(WHAT TO DO) Set down the material once more, exactly as it appears.

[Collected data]
========================

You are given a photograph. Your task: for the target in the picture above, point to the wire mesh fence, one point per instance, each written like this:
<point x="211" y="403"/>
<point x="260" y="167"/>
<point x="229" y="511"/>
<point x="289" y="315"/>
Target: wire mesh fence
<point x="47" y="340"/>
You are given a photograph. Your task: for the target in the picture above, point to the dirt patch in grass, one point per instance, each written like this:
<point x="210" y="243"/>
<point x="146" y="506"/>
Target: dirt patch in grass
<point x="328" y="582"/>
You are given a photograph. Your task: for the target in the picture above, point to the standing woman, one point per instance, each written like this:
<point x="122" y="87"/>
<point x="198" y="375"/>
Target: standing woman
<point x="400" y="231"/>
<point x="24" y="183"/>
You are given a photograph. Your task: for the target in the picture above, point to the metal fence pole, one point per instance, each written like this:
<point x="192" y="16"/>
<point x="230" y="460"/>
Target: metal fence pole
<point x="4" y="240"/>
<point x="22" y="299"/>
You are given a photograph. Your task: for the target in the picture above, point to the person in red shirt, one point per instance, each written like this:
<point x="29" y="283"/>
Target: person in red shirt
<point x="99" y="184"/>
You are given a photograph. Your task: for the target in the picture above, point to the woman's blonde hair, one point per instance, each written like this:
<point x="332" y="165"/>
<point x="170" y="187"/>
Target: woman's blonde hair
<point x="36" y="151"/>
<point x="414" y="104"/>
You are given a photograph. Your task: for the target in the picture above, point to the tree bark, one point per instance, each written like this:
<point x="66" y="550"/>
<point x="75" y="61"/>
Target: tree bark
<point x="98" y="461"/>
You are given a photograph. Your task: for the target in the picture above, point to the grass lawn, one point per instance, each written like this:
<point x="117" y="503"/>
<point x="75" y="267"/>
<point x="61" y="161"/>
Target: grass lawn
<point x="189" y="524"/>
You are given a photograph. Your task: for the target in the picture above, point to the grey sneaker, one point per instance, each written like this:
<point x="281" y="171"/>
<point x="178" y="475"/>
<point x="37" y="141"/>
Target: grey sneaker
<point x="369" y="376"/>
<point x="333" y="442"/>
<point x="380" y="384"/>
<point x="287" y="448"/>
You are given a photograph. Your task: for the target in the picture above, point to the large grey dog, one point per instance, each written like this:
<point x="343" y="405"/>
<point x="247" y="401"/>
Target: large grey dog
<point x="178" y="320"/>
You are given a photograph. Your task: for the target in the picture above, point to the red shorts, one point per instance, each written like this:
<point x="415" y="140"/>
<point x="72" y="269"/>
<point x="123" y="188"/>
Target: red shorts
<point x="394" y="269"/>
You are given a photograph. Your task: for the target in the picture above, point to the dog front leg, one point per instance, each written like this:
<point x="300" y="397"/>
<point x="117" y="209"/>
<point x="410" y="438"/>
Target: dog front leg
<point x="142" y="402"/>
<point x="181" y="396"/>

========================

(REPLY TO THE TASK)
You are given a photograph. Your task: for the target in the picture above, point to the wire mesh fence, one point per instance, each written like this:
<point x="211" y="403"/>
<point x="260" y="167"/>
<point x="229" y="511"/>
<point x="289" y="315"/>
Target: wire mesh fence
<point x="47" y="340"/>
You are given a photograph. Your task: for the target in the picture above, point to the dirt patch in grass, one point per instance, each written like this:
<point x="210" y="243"/>
<point x="146" y="506"/>
Target: dirt patch in grass
<point x="328" y="582"/>
You are given a photograph. Your task: for the target in the picture above, point to the standing woman, one point per instance, each written like this:
<point x="122" y="87"/>
<point x="198" y="375"/>
Target: standing woman
<point x="400" y="231"/>
<point x="24" y="183"/>
You are given a photograph. Your task: for the target in the picture above, point to the metal fence pole, one point per instance, each written like this:
<point x="192" y="16"/>
<point x="230" y="460"/>
Target: metal fence pole
<point x="4" y="240"/>
<point x="22" y="299"/>
You are given a photograph. Your task: for the target in the picture above, point to the person in red shirt, one point per instance, each written like this:
<point x="29" y="283"/>
Target: person in red shirt
<point x="99" y="184"/>
You are given a photograph. Your task: for the target in the picture above, point to the woman's blonde hair, one point per instance, each written like this:
<point x="332" y="165"/>
<point x="170" y="187"/>
Target: woman's blonde hair
<point x="36" y="151"/>
<point x="414" y="104"/>
You are given a photograph. Your task: for the target in the picture above, point to the tree bark, one point per instance, each written like this:
<point x="66" y="550"/>
<point x="75" y="61"/>
Target: tree bark
<point x="98" y="461"/>
You are given a photograph. Your task: for the target in the picture above, point to the grass lawn, one point per instance, each written like this:
<point x="117" y="503"/>
<point x="75" y="267"/>
<point x="61" y="161"/>
Target: grass lawn
<point x="189" y="524"/>
You are given a photograph. Your task: for the target in the picture above, point to the grey sneaker, one point per instance, each written like this:
<point x="281" y="171"/>
<point x="178" y="475"/>
<point x="37" y="141"/>
Target: grey sneaker
<point x="369" y="376"/>
<point x="333" y="442"/>
<point x="380" y="384"/>
<point x="287" y="448"/>
You are given a photograph. Your task: for the target in the picture above, point to the large grey dog, one point per instance, each written like this:
<point x="343" y="405"/>
<point x="247" y="401"/>
Target: large grey dog
<point x="178" y="320"/>
You are given a photograph. Your task: for the target in the picture above, point to the red shorts, one point per instance, each written like this:
<point x="415" y="140"/>
<point x="72" y="269"/>
<point x="123" y="188"/>
Target: red shorts
<point x="394" y="269"/>
You are given a photograph. Your task: for the target in the picture above, point to the dog front leg, one point per instance, each written like this:
<point x="300" y="397"/>
<point x="117" y="209"/>
<point x="410" y="438"/>
Target: dog front leg
<point x="142" y="402"/>
<point x="181" y="396"/>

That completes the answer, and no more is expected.